## PROVIDED MATERIAL:
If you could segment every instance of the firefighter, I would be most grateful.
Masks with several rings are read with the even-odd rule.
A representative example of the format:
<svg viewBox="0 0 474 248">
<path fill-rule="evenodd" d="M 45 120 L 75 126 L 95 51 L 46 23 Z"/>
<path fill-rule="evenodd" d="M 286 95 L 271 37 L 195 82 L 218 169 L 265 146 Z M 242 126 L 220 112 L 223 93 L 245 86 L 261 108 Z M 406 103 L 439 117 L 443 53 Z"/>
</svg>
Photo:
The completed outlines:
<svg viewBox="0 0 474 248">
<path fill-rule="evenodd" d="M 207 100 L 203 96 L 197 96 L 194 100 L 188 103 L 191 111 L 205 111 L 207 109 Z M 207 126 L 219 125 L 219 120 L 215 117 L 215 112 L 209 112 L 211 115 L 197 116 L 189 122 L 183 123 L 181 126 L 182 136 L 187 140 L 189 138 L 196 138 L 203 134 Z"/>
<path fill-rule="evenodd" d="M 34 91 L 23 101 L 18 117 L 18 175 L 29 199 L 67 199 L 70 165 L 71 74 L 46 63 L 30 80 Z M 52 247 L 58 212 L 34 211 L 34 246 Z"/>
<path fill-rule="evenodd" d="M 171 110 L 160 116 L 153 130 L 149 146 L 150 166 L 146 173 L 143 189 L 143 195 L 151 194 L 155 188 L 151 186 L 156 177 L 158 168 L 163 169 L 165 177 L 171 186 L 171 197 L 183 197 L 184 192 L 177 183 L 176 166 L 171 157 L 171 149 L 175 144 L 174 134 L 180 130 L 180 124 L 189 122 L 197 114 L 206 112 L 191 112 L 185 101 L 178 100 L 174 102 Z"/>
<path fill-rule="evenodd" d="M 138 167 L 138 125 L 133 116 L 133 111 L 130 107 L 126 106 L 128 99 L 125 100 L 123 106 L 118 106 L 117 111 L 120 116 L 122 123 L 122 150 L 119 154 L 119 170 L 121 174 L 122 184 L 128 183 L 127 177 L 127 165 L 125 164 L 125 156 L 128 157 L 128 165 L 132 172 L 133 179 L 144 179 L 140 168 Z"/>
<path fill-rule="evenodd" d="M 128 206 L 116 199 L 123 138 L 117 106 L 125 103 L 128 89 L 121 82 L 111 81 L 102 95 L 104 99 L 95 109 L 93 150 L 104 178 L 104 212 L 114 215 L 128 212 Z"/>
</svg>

## THE PROBLEM:
Would you please output every record again, exactly?

## OUTPUT:
If you could segment every instance of the firefighter, I would be most grateful.
Masks with several rings are read with the even-odd rule.
A representative example of the format:
<svg viewBox="0 0 474 248">
<path fill-rule="evenodd" d="M 45 120 L 75 126 L 95 51 L 46 23 Z"/>
<path fill-rule="evenodd" d="M 286 95 L 271 37 L 195 82 L 218 169 L 265 146 Z M 242 126 L 220 112 L 223 93 L 245 86 L 261 108 Z M 406 103 L 439 117 L 443 53 Z"/>
</svg>
Photo:
The completed outlines:
<svg viewBox="0 0 474 248">
<path fill-rule="evenodd" d="M 207 100 L 203 96 L 197 96 L 194 100 L 188 103 L 191 111 L 205 111 L 207 109 Z M 207 126 L 219 125 L 219 120 L 215 117 L 215 112 L 209 112 L 211 115 L 197 116 L 189 122 L 183 123 L 181 126 L 182 136 L 187 140 L 189 138 L 196 138 L 203 134 Z"/>
<path fill-rule="evenodd" d="M 34 91 L 23 101 L 18 117 L 18 175 L 29 199 L 67 199 L 70 165 L 71 74 L 46 63 L 30 80 Z M 52 247 L 58 212 L 34 211 L 34 246 Z"/>
<path fill-rule="evenodd" d="M 171 110 L 160 116 L 153 130 L 149 146 L 150 166 L 146 173 L 143 189 L 143 195 L 151 194 L 155 188 L 151 186 L 156 177 L 158 168 L 163 169 L 165 177 L 171 186 L 171 197 L 183 197 L 184 192 L 177 183 L 176 166 L 171 157 L 171 149 L 175 144 L 174 134 L 180 130 L 180 124 L 189 122 L 197 114 L 206 112 L 191 112 L 185 101 L 178 100 L 174 102 Z"/>
<path fill-rule="evenodd" d="M 138 167 L 138 125 L 133 116 L 133 111 L 130 107 L 126 106 L 128 99 L 125 100 L 123 106 L 118 106 L 117 111 L 120 116 L 122 123 L 122 150 L 119 154 L 119 170 L 121 174 L 122 184 L 128 183 L 127 177 L 127 165 L 125 164 L 125 156 L 128 157 L 128 165 L 132 172 L 133 179 L 144 179 L 140 168 Z"/>
<path fill-rule="evenodd" d="M 128 206 L 116 199 L 123 138 L 117 106 L 125 103 L 128 89 L 121 82 L 111 81 L 102 95 L 104 99 L 95 109 L 93 150 L 104 178 L 104 212 L 114 215 L 128 212 Z"/>
</svg>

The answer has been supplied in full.